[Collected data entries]
^^^^
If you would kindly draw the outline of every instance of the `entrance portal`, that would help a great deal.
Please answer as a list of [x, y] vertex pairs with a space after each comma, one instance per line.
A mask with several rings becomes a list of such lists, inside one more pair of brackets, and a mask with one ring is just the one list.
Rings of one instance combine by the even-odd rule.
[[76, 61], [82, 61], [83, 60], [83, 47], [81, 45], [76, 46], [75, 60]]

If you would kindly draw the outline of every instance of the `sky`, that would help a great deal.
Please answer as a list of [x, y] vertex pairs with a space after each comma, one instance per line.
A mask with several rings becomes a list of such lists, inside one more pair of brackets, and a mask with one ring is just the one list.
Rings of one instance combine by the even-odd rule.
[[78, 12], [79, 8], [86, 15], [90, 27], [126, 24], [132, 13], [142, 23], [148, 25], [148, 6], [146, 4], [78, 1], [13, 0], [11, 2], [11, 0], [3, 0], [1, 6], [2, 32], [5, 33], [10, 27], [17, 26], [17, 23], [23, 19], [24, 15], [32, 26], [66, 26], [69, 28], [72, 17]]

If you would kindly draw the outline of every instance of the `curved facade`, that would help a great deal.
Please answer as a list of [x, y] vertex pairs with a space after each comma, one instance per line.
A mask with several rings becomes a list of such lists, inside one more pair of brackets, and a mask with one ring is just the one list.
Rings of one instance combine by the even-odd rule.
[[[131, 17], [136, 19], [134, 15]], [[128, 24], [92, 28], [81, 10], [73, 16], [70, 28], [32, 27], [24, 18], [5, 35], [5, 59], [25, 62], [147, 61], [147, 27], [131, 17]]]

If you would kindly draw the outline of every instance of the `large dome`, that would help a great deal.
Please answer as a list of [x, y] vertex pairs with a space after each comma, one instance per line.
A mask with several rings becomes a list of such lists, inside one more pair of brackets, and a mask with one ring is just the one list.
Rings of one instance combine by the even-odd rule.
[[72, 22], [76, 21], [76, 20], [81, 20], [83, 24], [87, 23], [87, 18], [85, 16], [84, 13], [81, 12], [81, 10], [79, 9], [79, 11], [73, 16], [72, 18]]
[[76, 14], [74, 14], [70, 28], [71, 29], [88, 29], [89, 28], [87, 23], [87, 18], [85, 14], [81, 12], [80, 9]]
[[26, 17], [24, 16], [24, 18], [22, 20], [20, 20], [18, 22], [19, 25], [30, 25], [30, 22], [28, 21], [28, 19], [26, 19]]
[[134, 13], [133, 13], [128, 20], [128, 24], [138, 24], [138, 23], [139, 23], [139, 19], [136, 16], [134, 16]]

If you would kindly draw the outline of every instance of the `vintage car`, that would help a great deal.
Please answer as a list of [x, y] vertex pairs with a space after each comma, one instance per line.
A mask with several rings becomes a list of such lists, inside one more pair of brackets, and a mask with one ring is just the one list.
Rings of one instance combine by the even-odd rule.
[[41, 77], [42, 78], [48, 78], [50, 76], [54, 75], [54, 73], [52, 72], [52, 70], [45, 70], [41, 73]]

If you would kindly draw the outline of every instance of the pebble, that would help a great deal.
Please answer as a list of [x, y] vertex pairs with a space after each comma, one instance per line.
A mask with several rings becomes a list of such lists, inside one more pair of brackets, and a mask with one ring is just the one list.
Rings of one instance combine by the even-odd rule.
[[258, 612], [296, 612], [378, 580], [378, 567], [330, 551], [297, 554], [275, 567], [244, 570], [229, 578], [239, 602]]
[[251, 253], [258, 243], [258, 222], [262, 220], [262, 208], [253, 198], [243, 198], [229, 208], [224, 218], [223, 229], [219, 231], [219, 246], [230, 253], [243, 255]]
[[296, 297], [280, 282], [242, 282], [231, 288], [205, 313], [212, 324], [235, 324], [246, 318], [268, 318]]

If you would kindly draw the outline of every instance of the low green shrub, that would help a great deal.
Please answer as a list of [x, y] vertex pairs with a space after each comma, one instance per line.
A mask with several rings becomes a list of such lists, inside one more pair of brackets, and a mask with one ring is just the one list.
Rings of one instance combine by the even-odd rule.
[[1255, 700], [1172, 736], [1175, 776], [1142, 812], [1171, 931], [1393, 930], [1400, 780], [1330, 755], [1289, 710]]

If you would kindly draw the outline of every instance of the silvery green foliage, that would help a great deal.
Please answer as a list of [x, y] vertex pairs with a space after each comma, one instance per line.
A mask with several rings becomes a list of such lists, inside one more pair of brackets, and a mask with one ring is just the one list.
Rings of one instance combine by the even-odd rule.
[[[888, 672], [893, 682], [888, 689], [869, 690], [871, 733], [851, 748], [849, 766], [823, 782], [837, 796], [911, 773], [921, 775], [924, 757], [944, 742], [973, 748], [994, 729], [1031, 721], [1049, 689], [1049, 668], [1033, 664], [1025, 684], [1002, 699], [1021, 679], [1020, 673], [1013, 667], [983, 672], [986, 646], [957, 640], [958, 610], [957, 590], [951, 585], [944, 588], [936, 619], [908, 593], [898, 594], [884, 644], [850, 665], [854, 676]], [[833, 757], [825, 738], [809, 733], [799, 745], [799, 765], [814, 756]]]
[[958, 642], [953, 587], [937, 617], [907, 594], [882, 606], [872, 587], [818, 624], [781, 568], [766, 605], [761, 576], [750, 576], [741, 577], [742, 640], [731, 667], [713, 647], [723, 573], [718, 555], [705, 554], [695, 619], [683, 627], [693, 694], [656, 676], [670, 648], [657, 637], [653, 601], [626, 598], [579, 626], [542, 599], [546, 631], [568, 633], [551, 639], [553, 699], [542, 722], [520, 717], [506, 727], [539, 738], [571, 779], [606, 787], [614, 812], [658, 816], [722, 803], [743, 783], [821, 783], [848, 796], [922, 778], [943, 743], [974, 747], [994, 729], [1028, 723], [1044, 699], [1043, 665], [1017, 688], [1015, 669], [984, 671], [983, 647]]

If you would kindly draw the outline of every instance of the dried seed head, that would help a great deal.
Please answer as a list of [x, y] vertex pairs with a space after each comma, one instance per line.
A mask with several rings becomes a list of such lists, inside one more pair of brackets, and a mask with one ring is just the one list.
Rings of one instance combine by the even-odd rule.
^^^^
YOUR ASSIGNMENT = Word for word, transcribe each of the entries above.

SOLUTION TO THE EXERCISE =
If you would kindly draw the outline of every instance of the `entrance portal`, that would help a great deal.
Please answer as a list of [x, y] vertex pairs with a space after each comma, one instance per line.
A mask with several rings becomes a list of such lists, inside one more pair of brackets, and a mask with one ring is just the one list.
Rings of one instance combine by the even-odd rule.
[[76, 61], [82, 61], [83, 60], [83, 47], [81, 45], [76, 46], [75, 60]]

If you would kindly draw the outline of every instance of the `sky`, that would help a great deal.
Please answer as a list of [x, y] vertex pairs with a space after each comma, one instance per line.
A mask with several rings becomes a list of such lists, inside one more pair of brackets, and a mask with one ring is just the one list.
Rings of one instance combine by the even-odd rule.
[[78, 12], [79, 8], [86, 15], [90, 27], [126, 24], [132, 13], [142, 23], [148, 25], [148, 6], [146, 4], [78, 1], [13, 0], [11, 2], [11, 0], [3, 0], [1, 6], [2, 32], [5, 33], [10, 27], [17, 26], [17, 23], [23, 19], [24, 15], [32, 26], [66, 26], [69, 28], [72, 17]]

If you would kindly draw the outline of every instance of the `curved facade`, that would help a great deal.
Please answer as a list of [x, y] vertex pairs with a space after each comma, one instance per line.
A mask with several rings becomes a list of such lists, inside one more pair of brackets, and a mask with one ring is just the one list.
Rings of one instance combine by the even-odd rule.
[[[131, 17], [136, 19], [134, 15]], [[128, 24], [92, 28], [81, 10], [73, 16], [70, 28], [32, 27], [24, 18], [5, 35], [5, 59], [25, 62], [147, 61], [147, 27], [131, 17]]]

If you would kindly draw the outline of every instance of the `large dome`, that would help a great deal.
Please answer as a list of [x, y] vertex pairs with a space after each comma, one instance per line.
A mask with several rings becomes a list of such lists, inside one more pair of brackets, and a mask with one ring is just the one list.
Rings of one instance combine by the even-odd rule.
[[72, 22], [76, 21], [76, 20], [81, 20], [83, 24], [87, 23], [87, 18], [85, 16], [84, 13], [81, 12], [81, 10], [79, 9], [79, 11], [73, 16], [72, 18]]
[[76, 14], [74, 14], [70, 28], [71, 29], [88, 29], [89, 28], [87, 23], [87, 18], [85, 14], [81, 12], [80, 9]]
[[26, 17], [24, 16], [24, 18], [22, 20], [20, 20], [18, 22], [19, 25], [30, 25], [30, 22], [28, 21], [28, 19], [26, 19]]
[[134, 13], [133, 13], [128, 20], [128, 24], [138, 24], [138, 23], [139, 23], [139, 19], [136, 16], [134, 16]]

If you would kindly draw the outline of every instance of the `vintage car`, that would help a great deal.
Please answer as a list of [x, y] vertex pairs with a space after each comma, one instance per line.
A mask with several rings becomes a list of such lists, inside one more pair of brackets, and a mask with one ring is just the one list.
Rings of one instance combine by the even-odd rule.
[[41, 77], [42, 78], [48, 78], [50, 76], [54, 75], [54, 73], [52, 72], [52, 70], [45, 70], [41, 73]]

If you would kindly draw the outline of every instance of the pebble, that would help a great deal.
Please answer as a list of [x, y] vertex pairs with a space after each comma, one instance per line.
A mask with several rings becomes a list of such lists, inside one more pair of brackets, and a mask with one ring is just the one list.
Rings of one instance combine by the even-odd rule.
[[258, 612], [296, 612], [378, 580], [378, 567], [330, 551], [297, 554], [275, 567], [244, 570], [229, 578], [239, 602]]
[[251, 253], [258, 243], [258, 222], [262, 220], [262, 208], [253, 198], [243, 198], [229, 208], [224, 218], [223, 229], [219, 231], [219, 246], [230, 253], [243, 255]]
[[296, 297], [280, 282], [242, 282], [231, 288], [205, 313], [212, 324], [235, 324], [246, 318], [268, 318]]

If you would kindly draw the outline of every instance of the low green shrub, that would help a great deal.
Please answer as a list of [x, y] vertex pairs with a space after each comma, one instance per line.
A mask with several rings becomes a list of such lists, inside one more pair of brackets, and a mask with one ring is just the one list.
Rings of one instance combine by the even-odd rule.
[[1255, 700], [1172, 736], [1175, 776], [1142, 812], [1171, 931], [1393, 930], [1400, 780], [1330, 755], [1289, 710]]

If you would kindly draw the outline of every instance of the silvery green foliage, that would help a great deal.
Please answer as a list of [x, y] vertex pairs with a space after each comma, one instance per line.
A mask with several rings becomes a list of such lists, inside one more pair of brackets, and a mask with one ring is just the one list.
Rings of one instance combine by the even-odd rule.
[[[888, 672], [893, 682], [888, 689], [869, 690], [871, 733], [851, 748], [849, 766], [823, 782], [837, 796], [911, 773], [921, 775], [924, 757], [944, 742], [973, 748], [994, 729], [1031, 721], [1049, 689], [1049, 668], [1033, 664], [1025, 684], [1002, 699], [1021, 679], [1020, 673], [1013, 667], [983, 672], [986, 646], [957, 640], [958, 610], [957, 590], [951, 585], [944, 588], [936, 619], [908, 593], [898, 594], [884, 644], [850, 665], [854, 676]], [[833, 757], [825, 738], [809, 733], [799, 745], [799, 765], [814, 756]]]
[[958, 642], [953, 587], [937, 617], [907, 594], [882, 606], [872, 587], [818, 624], [781, 568], [766, 605], [761, 576], [750, 576], [741, 577], [742, 640], [731, 667], [713, 647], [723, 573], [718, 555], [705, 554], [695, 619], [683, 627], [693, 694], [656, 676], [670, 648], [657, 637], [653, 601], [626, 598], [579, 626], [542, 599], [546, 631], [568, 633], [551, 639], [553, 699], [542, 722], [520, 717], [506, 727], [539, 738], [571, 779], [606, 787], [614, 812], [658, 816], [722, 803], [743, 783], [821, 783], [848, 796], [922, 778], [943, 743], [974, 747], [994, 729], [1028, 723], [1044, 699], [1043, 665], [1017, 688], [1015, 669], [984, 671], [983, 647]]

If you would kindly draw the outline of every instance of the dried seed head, that would help a great deal.
Please answer as a list of [x, y] vertex pairs with a space after each comma, one instance per line.
A mask with several rings becomes a list of such lists, inside one more pair of brackets, and a mask with one ring is just the one list.
Rings of one instance combine by the even-odd rule.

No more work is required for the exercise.